- **TO BE DONE**:
Return, unchanged, every line below that contains the word "building".

- **THE RECORDS**:

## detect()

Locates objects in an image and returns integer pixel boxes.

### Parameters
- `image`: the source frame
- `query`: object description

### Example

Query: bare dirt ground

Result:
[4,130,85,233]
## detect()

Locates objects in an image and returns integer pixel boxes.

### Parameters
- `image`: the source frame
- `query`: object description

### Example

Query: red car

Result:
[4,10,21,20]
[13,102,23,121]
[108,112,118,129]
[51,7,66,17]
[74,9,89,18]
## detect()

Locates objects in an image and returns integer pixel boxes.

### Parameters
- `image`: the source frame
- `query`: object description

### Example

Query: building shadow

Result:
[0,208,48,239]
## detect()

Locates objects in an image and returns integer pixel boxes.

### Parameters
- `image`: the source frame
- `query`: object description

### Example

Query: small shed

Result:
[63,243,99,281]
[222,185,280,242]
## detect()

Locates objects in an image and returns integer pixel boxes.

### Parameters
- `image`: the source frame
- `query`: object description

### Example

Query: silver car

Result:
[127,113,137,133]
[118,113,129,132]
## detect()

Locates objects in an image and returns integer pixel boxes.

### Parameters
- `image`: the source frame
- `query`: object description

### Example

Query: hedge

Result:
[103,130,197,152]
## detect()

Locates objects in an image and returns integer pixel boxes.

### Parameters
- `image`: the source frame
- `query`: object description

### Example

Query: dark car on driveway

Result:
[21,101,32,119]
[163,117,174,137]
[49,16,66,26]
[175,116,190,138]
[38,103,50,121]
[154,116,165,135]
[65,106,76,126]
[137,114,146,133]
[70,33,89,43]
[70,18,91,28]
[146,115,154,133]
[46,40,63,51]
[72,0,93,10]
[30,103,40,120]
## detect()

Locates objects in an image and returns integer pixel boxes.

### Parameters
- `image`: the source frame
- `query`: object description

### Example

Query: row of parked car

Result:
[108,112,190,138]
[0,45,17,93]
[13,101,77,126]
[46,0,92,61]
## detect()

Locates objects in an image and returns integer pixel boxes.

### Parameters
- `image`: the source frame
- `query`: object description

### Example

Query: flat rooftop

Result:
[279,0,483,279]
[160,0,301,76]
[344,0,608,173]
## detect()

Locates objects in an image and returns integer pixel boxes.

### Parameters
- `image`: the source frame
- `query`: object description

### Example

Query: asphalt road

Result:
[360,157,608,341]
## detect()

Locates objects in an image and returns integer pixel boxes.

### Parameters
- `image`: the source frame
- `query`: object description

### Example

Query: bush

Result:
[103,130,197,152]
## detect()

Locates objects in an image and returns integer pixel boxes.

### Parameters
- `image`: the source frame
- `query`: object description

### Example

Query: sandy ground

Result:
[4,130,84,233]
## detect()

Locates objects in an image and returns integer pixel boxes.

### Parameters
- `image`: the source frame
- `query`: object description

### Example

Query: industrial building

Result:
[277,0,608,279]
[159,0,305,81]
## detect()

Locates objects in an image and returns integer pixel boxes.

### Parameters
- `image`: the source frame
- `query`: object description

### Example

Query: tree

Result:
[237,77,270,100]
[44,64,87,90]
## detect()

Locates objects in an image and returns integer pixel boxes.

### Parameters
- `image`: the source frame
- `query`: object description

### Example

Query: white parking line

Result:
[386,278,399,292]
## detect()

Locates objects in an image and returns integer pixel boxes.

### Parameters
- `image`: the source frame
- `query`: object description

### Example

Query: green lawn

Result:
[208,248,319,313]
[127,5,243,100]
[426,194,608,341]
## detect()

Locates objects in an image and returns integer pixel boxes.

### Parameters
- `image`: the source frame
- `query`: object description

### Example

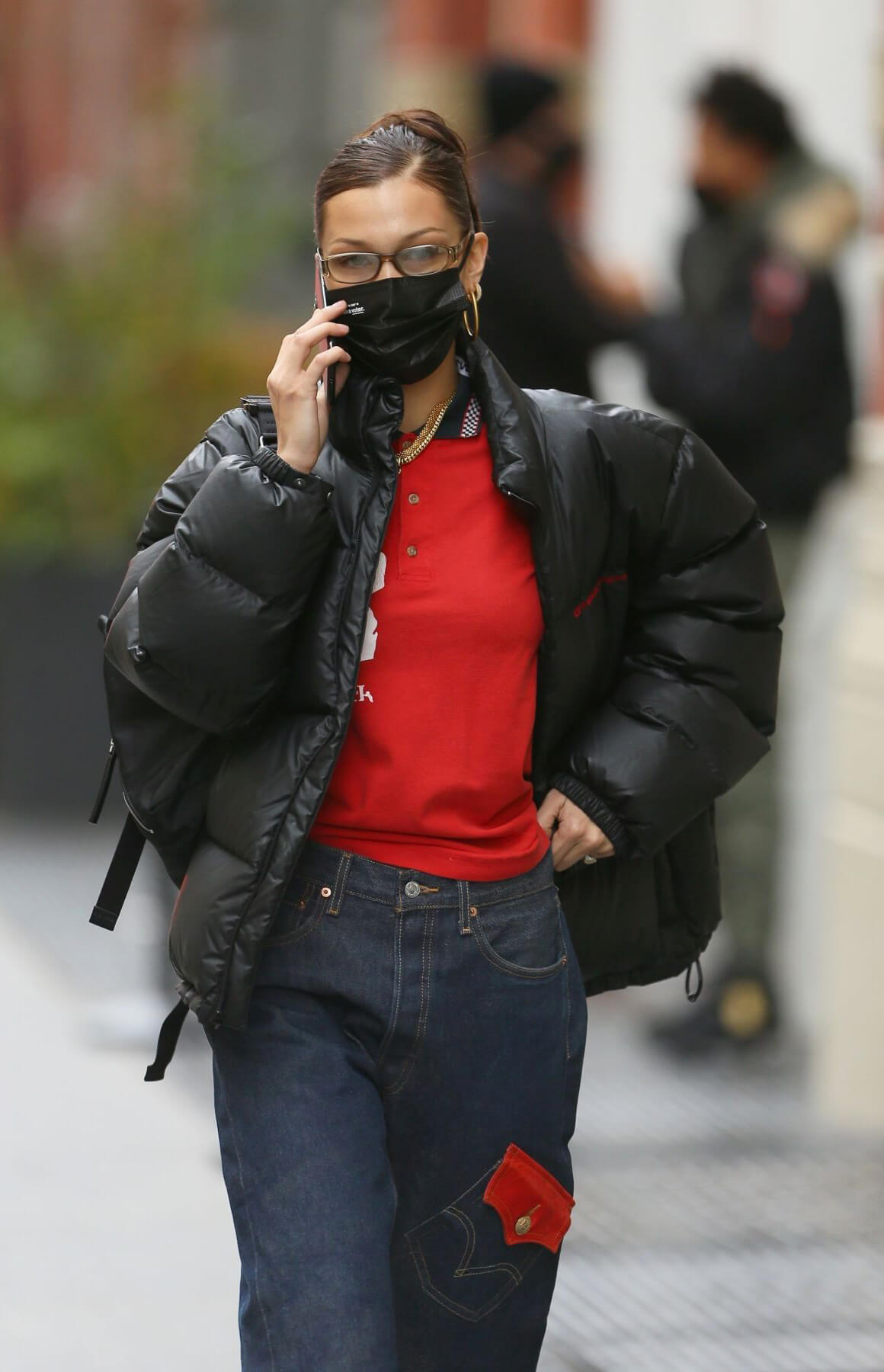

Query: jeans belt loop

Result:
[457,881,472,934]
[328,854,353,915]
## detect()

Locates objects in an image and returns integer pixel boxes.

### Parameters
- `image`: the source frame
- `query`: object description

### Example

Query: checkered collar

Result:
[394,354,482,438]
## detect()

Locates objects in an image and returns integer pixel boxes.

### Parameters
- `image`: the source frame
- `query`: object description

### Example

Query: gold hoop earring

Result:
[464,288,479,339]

==

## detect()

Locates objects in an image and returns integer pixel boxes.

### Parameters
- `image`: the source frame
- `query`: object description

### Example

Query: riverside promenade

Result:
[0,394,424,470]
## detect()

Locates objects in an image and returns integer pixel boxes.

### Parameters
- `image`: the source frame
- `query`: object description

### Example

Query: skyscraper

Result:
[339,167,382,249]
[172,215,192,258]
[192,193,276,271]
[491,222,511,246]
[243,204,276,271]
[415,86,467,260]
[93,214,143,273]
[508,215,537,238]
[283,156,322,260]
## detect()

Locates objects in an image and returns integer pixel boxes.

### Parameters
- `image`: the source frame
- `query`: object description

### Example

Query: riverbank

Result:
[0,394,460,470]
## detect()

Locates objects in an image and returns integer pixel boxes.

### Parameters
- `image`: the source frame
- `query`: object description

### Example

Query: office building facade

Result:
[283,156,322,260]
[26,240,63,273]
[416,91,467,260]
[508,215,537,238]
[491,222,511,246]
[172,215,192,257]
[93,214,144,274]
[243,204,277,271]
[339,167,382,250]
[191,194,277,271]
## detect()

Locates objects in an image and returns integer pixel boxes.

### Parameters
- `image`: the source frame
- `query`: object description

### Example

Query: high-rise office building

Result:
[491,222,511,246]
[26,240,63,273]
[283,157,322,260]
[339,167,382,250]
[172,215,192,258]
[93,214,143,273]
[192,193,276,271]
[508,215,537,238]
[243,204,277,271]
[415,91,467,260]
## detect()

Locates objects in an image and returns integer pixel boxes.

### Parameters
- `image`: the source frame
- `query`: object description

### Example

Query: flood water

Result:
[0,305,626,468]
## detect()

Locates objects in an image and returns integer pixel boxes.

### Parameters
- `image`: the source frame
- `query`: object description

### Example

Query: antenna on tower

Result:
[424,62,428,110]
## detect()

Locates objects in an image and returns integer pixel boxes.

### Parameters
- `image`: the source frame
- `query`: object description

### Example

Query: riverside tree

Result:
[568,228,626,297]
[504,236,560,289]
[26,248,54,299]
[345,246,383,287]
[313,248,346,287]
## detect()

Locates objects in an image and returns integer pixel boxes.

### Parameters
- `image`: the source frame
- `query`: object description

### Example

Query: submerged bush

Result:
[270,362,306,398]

- **OUTPUT FOR THIS TASK**:
Query: building shadow
Query: industrial building
Query: office building facade
Query: high-rise office building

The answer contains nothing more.